Content starts

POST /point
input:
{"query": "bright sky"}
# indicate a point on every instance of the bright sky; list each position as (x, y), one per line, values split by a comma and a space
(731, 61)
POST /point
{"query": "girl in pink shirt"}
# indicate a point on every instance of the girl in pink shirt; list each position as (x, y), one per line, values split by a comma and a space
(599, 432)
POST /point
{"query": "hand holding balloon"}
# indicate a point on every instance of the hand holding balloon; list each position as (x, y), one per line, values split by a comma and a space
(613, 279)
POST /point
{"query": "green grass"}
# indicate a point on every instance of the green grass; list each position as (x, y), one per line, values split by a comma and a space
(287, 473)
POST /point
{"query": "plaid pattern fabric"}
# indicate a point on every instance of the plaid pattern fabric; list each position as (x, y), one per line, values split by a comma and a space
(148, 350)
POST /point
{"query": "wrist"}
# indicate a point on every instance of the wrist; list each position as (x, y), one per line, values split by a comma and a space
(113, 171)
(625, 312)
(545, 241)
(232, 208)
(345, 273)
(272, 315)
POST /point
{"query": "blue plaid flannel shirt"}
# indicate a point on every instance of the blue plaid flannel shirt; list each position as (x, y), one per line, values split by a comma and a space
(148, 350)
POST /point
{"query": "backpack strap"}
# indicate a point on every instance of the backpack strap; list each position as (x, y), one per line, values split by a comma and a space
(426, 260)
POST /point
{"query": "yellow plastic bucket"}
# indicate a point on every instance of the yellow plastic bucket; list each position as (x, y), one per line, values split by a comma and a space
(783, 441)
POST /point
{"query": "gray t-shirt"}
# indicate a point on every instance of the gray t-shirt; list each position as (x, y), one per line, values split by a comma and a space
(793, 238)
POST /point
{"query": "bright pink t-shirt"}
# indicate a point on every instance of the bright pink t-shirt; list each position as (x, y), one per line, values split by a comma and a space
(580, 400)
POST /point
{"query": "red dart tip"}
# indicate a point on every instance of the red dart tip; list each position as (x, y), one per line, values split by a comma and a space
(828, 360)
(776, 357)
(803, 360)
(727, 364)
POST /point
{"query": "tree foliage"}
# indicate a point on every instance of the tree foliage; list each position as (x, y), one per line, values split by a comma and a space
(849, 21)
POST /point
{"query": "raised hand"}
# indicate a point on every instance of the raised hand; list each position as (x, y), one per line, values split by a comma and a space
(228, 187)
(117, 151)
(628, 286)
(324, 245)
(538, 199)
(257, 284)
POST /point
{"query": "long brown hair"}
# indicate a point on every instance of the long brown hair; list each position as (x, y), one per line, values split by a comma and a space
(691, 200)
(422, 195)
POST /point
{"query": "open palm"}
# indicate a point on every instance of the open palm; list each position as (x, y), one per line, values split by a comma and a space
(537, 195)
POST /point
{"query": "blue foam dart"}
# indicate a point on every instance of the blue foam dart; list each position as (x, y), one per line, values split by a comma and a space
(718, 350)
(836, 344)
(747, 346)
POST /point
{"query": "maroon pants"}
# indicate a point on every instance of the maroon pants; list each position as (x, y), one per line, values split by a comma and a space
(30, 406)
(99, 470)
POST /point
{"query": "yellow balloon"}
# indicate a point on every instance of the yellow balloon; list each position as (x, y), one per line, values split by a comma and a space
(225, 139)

Content ends

What to produce → Return every line of the material exactly.

Written answer →
POST /point
input:
{"query": "bright sky"}
# indicate a point on every instance of the bright sky; list each position as (x, y), one per line, values split by a comma and a space
(731, 61)
POST /point
{"query": "girl in pink shirt"}
# indicate a point on every instance of the girl in pink shirt; list each position as (x, y), one per line, values split by a comma and a space
(599, 432)
POST /point
{"query": "hand holding balloon"}
# indicate a point on every instance of the hand holding balloon; list each position as (x, y), one per line, values split by a comma and a space
(613, 279)
POST /point
{"query": "green grass"}
# indicate a point on every instance of the green grass; list each position as (x, y), one per line, values split by a comma and a space
(287, 473)
POST /point
{"query": "plaid pattern fabric"}
# indicate a point on every instance of the plaid pattern fabric; list each position as (x, y), one per line, values split by a comma and a space
(148, 350)
POST /point
{"query": "wrist"}
# indicate a point on every instance of the wrist; list each position as (x, y), one per line, values split by a comma and a space
(113, 171)
(625, 312)
(545, 241)
(232, 208)
(345, 273)
(272, 315)
POST /point
{"query": "blue plaid flannel shirt"}
# indicate a point on every instance of the blue plaid flannel shirt; list each position as (x, y), one per line, values split by a comma and a space
(148, 350)
POST /point
{"query": "backpack strap"}
# indicate a point on every instance of the backpack strap; list each position as (x, y), one per line, values split by a comma and a space
(426, 260)
POST /point
{"query": "yellow plastic bucket"}
# indicate a point on every instance of the yellow plastic bucket; list each position as (x, y), one per line, values split by a comma and a space
(783, 441)
POST /point
{"query": "gray t-shirt"}
# indicate a point on every instance of the gray t-shirt; list each position as (x, y), one per line, values split by a comma and a space
(793, 238)
POST /point
{"query": "bright pink t-shirt"}
# indicate a point on every instance of the bright pink t-shirt; list each position as (x, y), one per line, values split by a comma and a space
(580, 400)
POST /point
{"query": "red dart tip"}
# indicate a point on every instance of the red dart tip; list each position as (x, y), one per line, values split by a comma and a space
(828, 360)
(776, 357)
(803, 360)
(727, 364)
POST /point
{"query": "tree foliage"}
# indicate a point on every instance of the tree foliage; list each position as (x, y), one per line, values split by a comma and a space
(849, 21)
POST /point
{"query": "raised hand"}
# indicate a point on every instance of the raised hand; list each position as (x, y), one per line, values split by a comma and a space
(228, 187)
(117, 151)
(628, 286)
(324, 245)
(538, 199)
(257, 284)
POST /point
{"query": "long brown hair"}
# indicate a point on every instance of the long brown hair; list each position as (x, y), one per line, values split by a comma and a space
(691, 200)
(422, 195)
POST /point
{"query": "open palm"}
# indicate a point on every instance of the open palm; list each position as (x, y), one per line, values split by a comma and a space
(537, 195)
POST /point
{"query": "blue foam dart"}
# indicate a point on every instance of the blue foam dart; list each position as (x, y), one per line, values split by a comma and a space
(718, 350)
(836, 344)
(747, 346)
POST /point
{"query": "maroon pants"}
# indicate a point on every instance of the maroon pants; list each position as (x, y), one per line, values split by a comma and a space
(30, 406)
(99, 470)
POST /point
{"query": "yellow balloon"}
# indicate a point on every instance of the yellow balloon; list each position as (x, y), one per line, values split by a comma and a space
(225, 139)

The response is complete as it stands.